為什麼這一章是 Linux 對生資最有價值的部分?
FASTQ、SAM、VCF、GTF、BED — 通通都是大型純文字檔。Linux 的設計哲學「每個工具只做一件事,並用 pipe 串起來」就是為這種資料而生:
- 不需要把 30 GB 的 fastq.gz 全部解壓再讀
- 用「邊讀邊處理」的串流方式,幾乎只用一點記憶體
- 可以把 5 個小工具串成一條一行的「mini pipeline」
FASTQ, SAM, VCF, GTF, BED — all large plain-text files. The Unix philosophy "do one thing well, then pipe" was made for this:
- You never need to decompress an entire 30 GB fastq.gz before reading it
- Streaming reads/processes data with negligible memory
- Five small tools chain into a one-line mini pipeline
檢視大型文字檔的工具箱
千萬別在 30 GB FASTQ 上用 cat 或 vim!terminal 會卡死、記憶體可能爆掉。FASTQ 必用 head、less、或加上 zcat | head。
····················
任務要求 1 ::
請根據所附文本回答下列問題:
(a) 文中說不需要把多大的 fastq.gz 全部解壓再讀?
(b) 文中說可以把幾個小工具串成一條一行的「mini pipeline」?
(c) 文中警告千萬別在 30 GB FASTQ 上使用哪兩個工具?
任務要求 2 ::
列出所附文本中提到的所有檔案格式。

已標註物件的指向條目
····················
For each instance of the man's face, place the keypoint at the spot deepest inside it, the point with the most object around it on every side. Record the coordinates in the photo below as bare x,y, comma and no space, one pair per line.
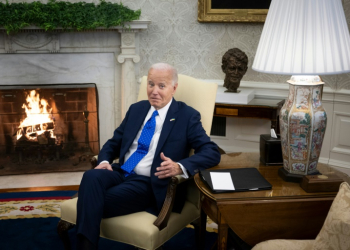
235,70
159,87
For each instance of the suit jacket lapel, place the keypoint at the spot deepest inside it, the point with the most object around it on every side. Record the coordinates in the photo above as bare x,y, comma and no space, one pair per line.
167,127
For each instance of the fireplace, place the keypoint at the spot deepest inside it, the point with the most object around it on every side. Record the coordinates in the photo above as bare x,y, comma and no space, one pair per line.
48,128
36,60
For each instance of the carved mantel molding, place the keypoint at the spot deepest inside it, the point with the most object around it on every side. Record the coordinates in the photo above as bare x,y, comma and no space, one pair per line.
118,40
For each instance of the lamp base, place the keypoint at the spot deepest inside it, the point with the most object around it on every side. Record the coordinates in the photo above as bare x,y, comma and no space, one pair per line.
289,177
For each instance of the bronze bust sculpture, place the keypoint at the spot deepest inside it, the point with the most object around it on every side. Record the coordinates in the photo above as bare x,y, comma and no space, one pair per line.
234,65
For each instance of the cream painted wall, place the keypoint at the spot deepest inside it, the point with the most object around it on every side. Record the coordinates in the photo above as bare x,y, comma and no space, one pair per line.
175,36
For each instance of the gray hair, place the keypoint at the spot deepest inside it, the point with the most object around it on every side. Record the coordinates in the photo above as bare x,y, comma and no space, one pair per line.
165,66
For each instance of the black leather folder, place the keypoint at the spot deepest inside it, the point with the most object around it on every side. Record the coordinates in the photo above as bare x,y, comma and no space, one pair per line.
244,179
····················
完成答案 1 ::
(a) 30 GB
(b) 5 個
(c) cat 和 vim

完成答案 2 ::
FASTQ、SAM、VCF、GTF、BED